» AVAILABLE DATA
* * * * * * * * *

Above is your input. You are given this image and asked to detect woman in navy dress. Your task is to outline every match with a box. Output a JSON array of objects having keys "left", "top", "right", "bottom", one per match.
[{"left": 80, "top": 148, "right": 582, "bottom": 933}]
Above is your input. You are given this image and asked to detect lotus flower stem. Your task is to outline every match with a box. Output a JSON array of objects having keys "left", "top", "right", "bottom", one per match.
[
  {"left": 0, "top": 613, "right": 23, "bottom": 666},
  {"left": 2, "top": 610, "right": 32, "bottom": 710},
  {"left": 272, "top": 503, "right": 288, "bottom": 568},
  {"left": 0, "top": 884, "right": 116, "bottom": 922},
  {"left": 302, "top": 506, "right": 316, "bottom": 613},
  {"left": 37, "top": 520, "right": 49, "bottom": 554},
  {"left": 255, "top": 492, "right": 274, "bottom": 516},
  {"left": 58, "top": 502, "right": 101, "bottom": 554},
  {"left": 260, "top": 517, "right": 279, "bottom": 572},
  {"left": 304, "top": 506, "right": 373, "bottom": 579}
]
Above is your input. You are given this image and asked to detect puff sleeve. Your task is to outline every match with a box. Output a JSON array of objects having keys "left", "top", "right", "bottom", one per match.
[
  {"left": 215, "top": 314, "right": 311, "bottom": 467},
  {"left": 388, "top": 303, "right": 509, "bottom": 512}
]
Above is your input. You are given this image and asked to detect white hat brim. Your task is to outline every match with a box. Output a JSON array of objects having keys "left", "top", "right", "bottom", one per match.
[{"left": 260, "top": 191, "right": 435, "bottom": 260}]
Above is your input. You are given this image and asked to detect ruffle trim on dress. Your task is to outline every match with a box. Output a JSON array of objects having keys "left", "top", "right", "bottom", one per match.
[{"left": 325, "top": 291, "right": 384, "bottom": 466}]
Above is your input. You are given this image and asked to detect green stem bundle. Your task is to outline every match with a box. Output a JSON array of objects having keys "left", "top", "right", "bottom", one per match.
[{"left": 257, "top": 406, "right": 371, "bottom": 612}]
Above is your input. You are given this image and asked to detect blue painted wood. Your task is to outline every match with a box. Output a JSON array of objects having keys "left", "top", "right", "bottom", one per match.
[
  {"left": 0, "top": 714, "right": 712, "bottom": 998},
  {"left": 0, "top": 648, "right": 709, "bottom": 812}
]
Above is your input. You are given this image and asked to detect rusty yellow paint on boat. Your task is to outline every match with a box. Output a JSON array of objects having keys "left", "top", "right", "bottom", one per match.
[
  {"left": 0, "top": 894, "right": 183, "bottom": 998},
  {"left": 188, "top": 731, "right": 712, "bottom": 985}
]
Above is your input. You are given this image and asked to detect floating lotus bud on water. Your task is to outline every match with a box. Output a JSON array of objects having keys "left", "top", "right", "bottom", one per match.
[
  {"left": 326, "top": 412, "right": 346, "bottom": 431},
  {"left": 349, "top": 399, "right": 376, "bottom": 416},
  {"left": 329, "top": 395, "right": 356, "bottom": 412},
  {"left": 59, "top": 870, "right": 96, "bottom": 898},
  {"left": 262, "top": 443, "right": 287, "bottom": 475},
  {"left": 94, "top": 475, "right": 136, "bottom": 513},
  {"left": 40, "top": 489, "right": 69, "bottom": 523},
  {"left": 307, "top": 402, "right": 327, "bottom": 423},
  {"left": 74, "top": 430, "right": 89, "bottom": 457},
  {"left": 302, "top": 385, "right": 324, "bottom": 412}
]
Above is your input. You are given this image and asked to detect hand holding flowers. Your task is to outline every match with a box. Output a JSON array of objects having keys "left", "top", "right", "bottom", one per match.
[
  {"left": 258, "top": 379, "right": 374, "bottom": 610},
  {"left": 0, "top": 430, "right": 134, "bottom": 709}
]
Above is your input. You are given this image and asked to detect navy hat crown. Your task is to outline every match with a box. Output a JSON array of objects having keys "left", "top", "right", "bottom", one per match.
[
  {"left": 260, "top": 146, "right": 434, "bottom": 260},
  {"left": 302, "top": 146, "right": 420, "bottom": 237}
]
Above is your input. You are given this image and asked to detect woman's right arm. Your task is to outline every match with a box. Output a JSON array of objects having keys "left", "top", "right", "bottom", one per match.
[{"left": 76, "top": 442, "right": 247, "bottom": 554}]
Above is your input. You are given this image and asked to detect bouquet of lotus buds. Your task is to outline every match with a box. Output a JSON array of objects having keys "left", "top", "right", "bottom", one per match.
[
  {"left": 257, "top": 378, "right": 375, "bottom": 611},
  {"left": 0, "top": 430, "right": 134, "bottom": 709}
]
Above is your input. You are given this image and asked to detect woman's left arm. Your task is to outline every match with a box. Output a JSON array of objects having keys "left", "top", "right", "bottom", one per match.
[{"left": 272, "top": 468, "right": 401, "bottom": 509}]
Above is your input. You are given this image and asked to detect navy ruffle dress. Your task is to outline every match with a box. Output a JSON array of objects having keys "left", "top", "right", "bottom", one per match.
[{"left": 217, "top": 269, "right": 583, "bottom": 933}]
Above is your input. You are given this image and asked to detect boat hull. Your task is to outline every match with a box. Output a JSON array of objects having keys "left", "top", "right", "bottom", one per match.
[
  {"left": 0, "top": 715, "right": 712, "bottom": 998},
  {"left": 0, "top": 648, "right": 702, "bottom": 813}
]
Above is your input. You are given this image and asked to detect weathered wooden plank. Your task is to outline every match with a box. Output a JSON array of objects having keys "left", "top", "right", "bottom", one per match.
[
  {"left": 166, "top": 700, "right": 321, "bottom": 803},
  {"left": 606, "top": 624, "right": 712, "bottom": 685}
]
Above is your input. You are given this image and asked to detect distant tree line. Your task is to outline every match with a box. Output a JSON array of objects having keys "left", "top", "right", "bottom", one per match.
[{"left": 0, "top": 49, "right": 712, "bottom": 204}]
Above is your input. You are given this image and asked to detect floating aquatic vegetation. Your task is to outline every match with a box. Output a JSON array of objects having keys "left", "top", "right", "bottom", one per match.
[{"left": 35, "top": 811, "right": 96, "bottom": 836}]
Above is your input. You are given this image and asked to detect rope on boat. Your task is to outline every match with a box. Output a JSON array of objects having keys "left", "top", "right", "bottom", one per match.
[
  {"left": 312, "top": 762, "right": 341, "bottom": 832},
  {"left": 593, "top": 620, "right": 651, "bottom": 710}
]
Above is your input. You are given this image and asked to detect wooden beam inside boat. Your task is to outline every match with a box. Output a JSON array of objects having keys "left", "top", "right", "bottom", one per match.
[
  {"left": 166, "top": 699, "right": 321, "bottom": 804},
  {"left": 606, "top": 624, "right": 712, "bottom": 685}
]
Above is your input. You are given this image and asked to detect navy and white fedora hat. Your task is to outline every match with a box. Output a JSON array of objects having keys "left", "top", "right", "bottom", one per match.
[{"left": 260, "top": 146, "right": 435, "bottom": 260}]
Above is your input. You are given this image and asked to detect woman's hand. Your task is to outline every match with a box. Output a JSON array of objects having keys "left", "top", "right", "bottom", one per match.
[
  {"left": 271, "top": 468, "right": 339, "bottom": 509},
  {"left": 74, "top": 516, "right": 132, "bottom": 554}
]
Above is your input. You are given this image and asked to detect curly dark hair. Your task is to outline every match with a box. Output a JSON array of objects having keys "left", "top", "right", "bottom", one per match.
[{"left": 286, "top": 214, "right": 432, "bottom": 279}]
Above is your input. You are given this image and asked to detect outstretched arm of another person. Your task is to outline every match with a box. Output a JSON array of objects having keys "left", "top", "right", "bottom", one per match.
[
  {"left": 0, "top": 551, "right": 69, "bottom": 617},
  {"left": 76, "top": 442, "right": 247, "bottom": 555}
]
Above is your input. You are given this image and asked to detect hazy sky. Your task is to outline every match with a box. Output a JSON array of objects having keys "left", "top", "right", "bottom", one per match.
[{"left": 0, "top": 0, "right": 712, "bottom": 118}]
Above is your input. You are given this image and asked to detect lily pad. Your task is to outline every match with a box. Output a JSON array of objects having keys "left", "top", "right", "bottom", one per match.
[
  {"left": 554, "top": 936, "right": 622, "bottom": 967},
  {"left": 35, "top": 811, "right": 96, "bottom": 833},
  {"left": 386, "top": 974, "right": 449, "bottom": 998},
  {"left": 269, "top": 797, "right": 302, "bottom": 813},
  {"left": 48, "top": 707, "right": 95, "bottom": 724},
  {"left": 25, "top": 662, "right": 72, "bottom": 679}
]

* * * * * * * * *

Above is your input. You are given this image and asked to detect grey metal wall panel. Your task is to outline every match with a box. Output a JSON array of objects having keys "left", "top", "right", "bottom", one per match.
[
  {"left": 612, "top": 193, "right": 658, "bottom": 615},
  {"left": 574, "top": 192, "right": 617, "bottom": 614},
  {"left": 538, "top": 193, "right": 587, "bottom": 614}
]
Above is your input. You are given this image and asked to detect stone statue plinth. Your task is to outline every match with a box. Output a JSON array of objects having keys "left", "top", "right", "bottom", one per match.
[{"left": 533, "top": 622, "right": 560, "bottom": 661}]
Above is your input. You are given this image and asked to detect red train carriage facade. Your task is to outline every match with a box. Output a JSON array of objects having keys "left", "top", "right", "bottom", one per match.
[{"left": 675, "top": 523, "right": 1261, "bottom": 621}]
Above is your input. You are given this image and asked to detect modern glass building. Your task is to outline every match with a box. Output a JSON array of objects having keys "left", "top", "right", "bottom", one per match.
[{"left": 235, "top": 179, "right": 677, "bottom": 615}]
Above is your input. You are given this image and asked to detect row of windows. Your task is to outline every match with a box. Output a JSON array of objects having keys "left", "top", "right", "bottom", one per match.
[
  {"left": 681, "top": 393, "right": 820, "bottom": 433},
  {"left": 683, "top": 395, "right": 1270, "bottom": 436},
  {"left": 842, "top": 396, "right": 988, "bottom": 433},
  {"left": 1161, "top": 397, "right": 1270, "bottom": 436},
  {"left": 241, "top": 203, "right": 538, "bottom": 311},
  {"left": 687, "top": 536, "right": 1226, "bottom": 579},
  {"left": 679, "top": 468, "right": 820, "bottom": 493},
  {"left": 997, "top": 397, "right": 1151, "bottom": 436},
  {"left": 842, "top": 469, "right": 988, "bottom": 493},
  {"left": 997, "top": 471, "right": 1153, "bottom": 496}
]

* * * * * * * * *

» EXERCISE GOAL
Pick out every line of the records that contains the word "floating", treating uppercase and lowercase as different, and copy each of those lines.

» OUTPUT OF THE TASK
Above is your input. You are given this image and asked to detect floating lotus bud on water. Your task is to outline every match with a box. Output a JSON array of objects having keys "left", "top", "right", "bottom", one per match.
Above is your input. You are given this image and asked to detect floating aquatic vegetation. Your task is to outline every match with a box. Output a JSON array of objects having keys "left", "top", "right", "bottom", one per match.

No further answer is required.